==== 抜粋した文章 ====

『エンジェル ウォーズ』 不意の一撃

 19世紀末にルイス・キャロルが『不思議の国のアリス』を発表してから、数多のアーティストたちがこのモチーフを題材としてきた。それらは絵画(ヘンリー・ダーガー!)、文学、映像などあまりに多岐に渡り、さもガンジス川のような一大潮流となっている。
 ザック・スナイダーがリメイクでもなく原作映画化作品でもなく満を持してのオリジナル作品として挑む Sucker Punch 邦題『エンジェル ウォーズ』もまたその大河の一滴を成す作品である。
 精神病院に監禁されている少女たちが脱走のために地図やナイフ、ライターなどの「アイテム」を看守たちから奪おうと計画する。目くらましとして一人の少女が彼らの前に出て何やら性的なダンスを踊る(このダンスは可視化されない)。ここに仕掛けがある。主人公のベイビードールが踊る時、それはすでに彼女の妄想の世界の出来事なのである。その世界では精神病院は売春宿であり、主人公と行動を共にする少女たちはそこで働く娼婦へと装いを変える。この想像力の階層には更にもう一層の地下が存在する。それは主人公が踊る際に脳内をよぎる、まことファンタジックな世界で、ドラゴンなりロボットなりナチなりサムライなりといったガジェットが横溢する。
 作品に施されているあまやかな効果は階層を下れば下る程に増し、現実へと近づく程に苦いものとなる。おそらく看守たちは精神病院に収監されている少女たちを金で売っている。主人公のベイビードールが踊るダンスも少女売春を暗示しているだろう。しかも五日後の彼女にはロボトミー手術がなされる予定である。
 辛く生々しい現実をあまやかなファンタジーへと置き換える作者は賢明だ。何故なら、もしこの映画を冷徹に現実パートだけで映像化しようものなら、ほとんどの国で上映できないような代物(町田ひらくの漫画をハリウッド予算で映像化するような代物)を生んでしまうことになる。然して、その過酷さこそ彼女の想像力を駆動させる燃料となる。
 私たちはすでにそのような映画を数多く知っている。もちろん『未来世紀ブラジル』を想起するし、近年の傑作では『パンズ・ラビリンス』がある。これらの映画では人間の持つ想像力こそ、賭けるに足る最も素晴らしいモノだった。そしてまた同時に主人公はその烈しい想像力と引き換えに様々な代償を払っていた。逃避と呼ぶにはあまりに惜しい、この痛ましい力はそれを抱く者にもとより不幸を招きかねないのだ。ザック・スナイダーの本作でも代償はあまりにも大きく、見返りはあまりにも小さい。最小の見返りを求めることの勇敢さを鼓舞するアジテーションで映画は幕を降ろす。

====

### 情報の活用
- 1) この映画評について、次の問いに答えよ。
(a) ベイビードールの妄想の世界で、精神病院は何になっているか。
(b) ベイビードールには、いつ何の手術が予定されているか。
(c) 筆者が近年の傑作として挙げている映画は何か。
- 2) この映画評の内容を二文でまとめよ。

==== 提供データ ====

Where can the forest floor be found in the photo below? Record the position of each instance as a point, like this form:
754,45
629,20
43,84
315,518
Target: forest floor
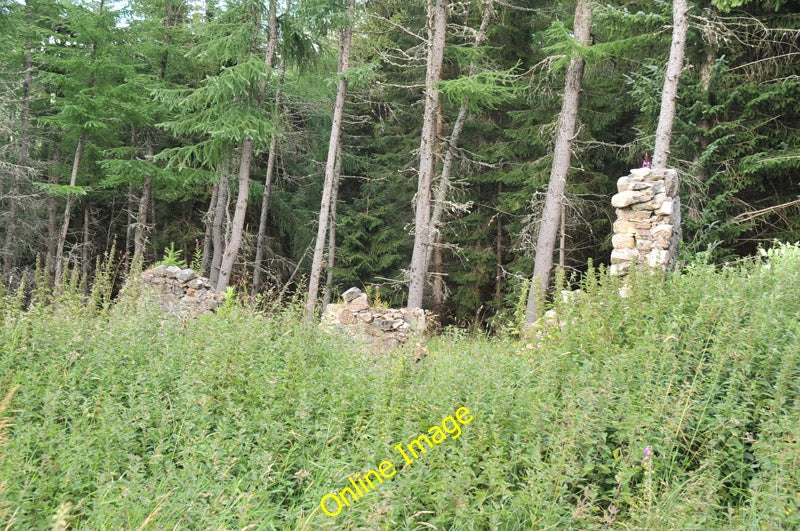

====

### 期待される出力
- 1)
(a) 売春宿
(b) 五日後にロボトミー手術
(c) 『パンズ・ラビリンス』

- 2) ザック・スナイダーのオリジナル作品『エンジェル ウォーズ』は、精神病院に監禁された少女たちの脱走計画を描く。現実は売春宿の妄想と、さらに下層のファンタジー世界へ置き換えられ、『未来世紀ブラジル』や『パンズ・ラビリンス』と同じく想像力の代償が描かれるが、その代償はあまりにも大きく、見返りはあまりにも小さい。